Aim of the task: Arrange the lines below as a numbered list, skipping any blank lines and leaving the pictures out.

-- Start of Listing --

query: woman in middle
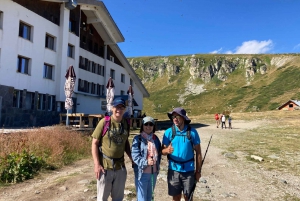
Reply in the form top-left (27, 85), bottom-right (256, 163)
top-left (131, 116), bottom-right (161, 201)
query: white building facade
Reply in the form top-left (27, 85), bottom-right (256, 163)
top-left (0, 0), bottom-right (149, 127)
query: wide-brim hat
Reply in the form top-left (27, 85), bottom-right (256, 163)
top-left (167, 107), bottom-right (191, 124)
top-left (142, 116), bottom-right (155, 124)
top-left (112, 98), bottom-right (126, 107)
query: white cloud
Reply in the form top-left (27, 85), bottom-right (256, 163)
top-left (294, 43), bottom-right (300, 50)
top-left (209, 48), bottom-right (222, 54)
top-left (234, 40), bottom-right (273, 54)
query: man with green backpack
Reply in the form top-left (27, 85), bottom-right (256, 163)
top-left (92, 98), bottom-right (132, 201)
top-left (162, 108), bottom-right (202, 201)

-- End of Listing --

Answer to this exercise:
1. query: woman in middle
2. Reply in the form top-left (27, 85), bottom-right (256, 163)
3. top-left (131, 116), bottom-right (161, 201)
4. query: white building facade
5. Reply in the form top-left (27, 85), bottom-right (256, 163)
6. top-left (0, 0), bottom-right (149, 127)
7. query: wide-brim hat
8. Reply in the form top-left (27, 85), bottom-right (256, 163)
9. top-left (167, 107), bottom-right (191, 124)
10. top-left (142, 116), bottom-right (155, 124)
11. top-left (112, 98), bottom-right (126, 107)
12. query: white cloud
13. Reply in the form top-left (27, 85), bottom-right (256, 163)
14. top-left (294, 43), bottom-right (300, 50)
15. top-left (209, 48), bottom-right (222, 54)
16. top-left (234, 40), bottom-right (273, 54)
17. query: man with green backpack
18. Reply in the form top-left (27, 85), bottom-right (256, 163)
19. top-left (92, 98), bottom-right (132, 201)
20. top-left (162, 108), bottom-right (202, 201)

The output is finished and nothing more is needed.